AIM OF THE EXERCISE:
Format the lines of the data below as a numbered list, skipping any blank lines. Leave the pictures out of your answer.

DATA PROVIDED:
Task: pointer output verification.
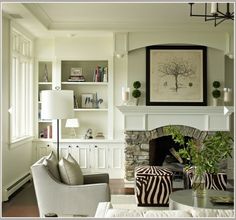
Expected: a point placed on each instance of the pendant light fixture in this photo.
(216, 13)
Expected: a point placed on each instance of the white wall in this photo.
(16, 160)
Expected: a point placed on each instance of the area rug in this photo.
(129, 202)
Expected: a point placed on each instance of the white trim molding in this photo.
(205, 118)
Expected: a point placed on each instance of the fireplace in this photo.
(163, 152)
(152, 148)
(145, 123)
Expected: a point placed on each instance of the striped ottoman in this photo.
(153, 185)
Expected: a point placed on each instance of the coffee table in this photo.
(184, 200)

CORRECT RESPONSE:
1. Task: pointer output verification.
2. Expected: a point placed on each instance of the pendant light fixture in this photo.
3. (216, 13)
4. Expected: a point placed on each instance of the white wall in this photo.
5. (16, 160)
6. Expected: a point placed on each instance of the area rug in this photo.
7. (129, 202)
8. Expected: a point placed on each instance of the white trim molding in this photo.
9. (205, 118)
10. Expected: a point placed on each instance of the fireplace in this photo.
11. (163, 152)
12. (152, 148)
13. (145, 123)
14. Expected: a point placed on each instance of the striped ottoman in this photo.
15. (153, 185)
16. Expected: a point placed on each instance of the coffee table in this photo.
17. (184, 200)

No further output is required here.